■ **Quoted passage**
--

Here's the problem:

Problem The editorial [Scroll to problem C]

I don't understand why they did if ((maskR >> i) & 1) == 0 and ((maskC >> j) & 1) == 0 && and c[i][j] == '#': black = black + 1.

I understand they are brute forcing all possible combinations so I get why they did (1 << H) — 1 and (1 << W) — 1. But I don't understand why the shift right maskR and maskC and check if the last bit for both is 0. What does that have to do with the solution?

This line "((maskR >> i) & 1) == 0 and ((maskC >> j) & 1) == 0 && and c[i][j] == '#': black = black + 1" means :

If the i-th row and the j-th column not choosen to be colored, and the intersection between the i-th row and the j-th column (c[i][j]) equales '#', that means this black square will remain black after coloring the chosen rows and columns, so we want to count it.

let's look at the first example:

2 3 2

..#

###

and let's say

maskR = 2 , in binary 0010

maskC = 3 , in binary 0011

So, that means we are going to color the Row No.1 (0-based) and Column 0 and 1 (0-based) and we want to count the number of black squares after coloring the choosen rows and columns.

((maskR >> 0) & 1) == 0 and ((maskC >> 0) & 1) == 0 && and c[0][0] == '#': black = black + 1 : False

.

.

.

((maskR >> 0) & 1) == 0 and ((maskC >> 2) & 1) == 0 && and c[0][2] == '#': black = black + 1 : True

So we have one black square after the coloring

How’d you get color column 0 and column 1 with row 0?

Where did column 0 and 1 come from?

The ith bit in the mask of row is set if the ith row is painted red. Same is for the column. So we just have to count number of black cells which are not in the rows and columns in the mask. Finally, if it is equal to k then increment your answer.

--

■ **Questions on the material**
a) Using the forum thread on the bitmask solution, decide whether each statement agrees with it: (i) in the worked example, maskC is 3, written in binary as 0011; (ii) the check shown for c[0][2] comes out False; (iii) the last reply says to increment the answer when the count of black cells equals k. Give yes or no for each, with the deciding words quoted from the thread.
b) Reproduce the passage of the forum thread that opens with the words "Problem The editorial" and closes with "with the solution?".

--

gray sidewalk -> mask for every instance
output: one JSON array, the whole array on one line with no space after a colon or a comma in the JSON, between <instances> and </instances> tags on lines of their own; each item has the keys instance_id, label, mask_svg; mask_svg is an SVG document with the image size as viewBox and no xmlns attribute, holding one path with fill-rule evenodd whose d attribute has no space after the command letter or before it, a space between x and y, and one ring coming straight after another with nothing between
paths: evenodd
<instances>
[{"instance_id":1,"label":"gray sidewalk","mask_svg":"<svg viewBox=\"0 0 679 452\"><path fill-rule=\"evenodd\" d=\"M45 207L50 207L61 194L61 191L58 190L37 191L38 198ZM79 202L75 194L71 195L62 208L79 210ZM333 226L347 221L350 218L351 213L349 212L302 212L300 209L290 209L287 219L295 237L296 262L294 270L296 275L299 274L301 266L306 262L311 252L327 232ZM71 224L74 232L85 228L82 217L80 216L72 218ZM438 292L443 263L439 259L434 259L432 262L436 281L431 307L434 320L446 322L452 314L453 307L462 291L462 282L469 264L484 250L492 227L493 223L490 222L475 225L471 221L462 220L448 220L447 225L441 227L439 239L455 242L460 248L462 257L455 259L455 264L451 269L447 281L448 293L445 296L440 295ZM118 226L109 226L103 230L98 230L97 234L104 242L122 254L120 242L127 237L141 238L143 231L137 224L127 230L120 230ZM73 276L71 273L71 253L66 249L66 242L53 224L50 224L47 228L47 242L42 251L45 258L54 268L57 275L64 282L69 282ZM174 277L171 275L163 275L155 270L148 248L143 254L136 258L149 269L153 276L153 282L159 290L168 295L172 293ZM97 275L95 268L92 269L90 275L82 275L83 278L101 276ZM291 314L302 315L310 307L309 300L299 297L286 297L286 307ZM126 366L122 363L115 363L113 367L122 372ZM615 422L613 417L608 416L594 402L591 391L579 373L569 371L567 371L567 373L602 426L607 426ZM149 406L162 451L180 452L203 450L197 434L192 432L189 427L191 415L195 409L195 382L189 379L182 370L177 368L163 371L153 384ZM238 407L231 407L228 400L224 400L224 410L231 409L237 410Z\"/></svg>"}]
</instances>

--

■ **Results for each task**
a)
(i) Yes: "maskC = 3 , in binary 0011"
(ii) No: "black = black + 1 : True"
(iii) Yes: "if it is equal to k then increment your answer."

b)
Problem The editorial [Scroll to problem C]

I don't understand why they did if ((maskR >> i) & 1) == 0 and ((maskC >> j) & 1) == 0 && and c[i][j] == '#': black = black + 1.

I understand they are brute forcing all possible combinations so I get why they did (1 << H) — 1 and (1 << W) — 1. But I don't understand why the shift right maskR and maskC and check if the last bit for both is 0. What does that have to do with the solution?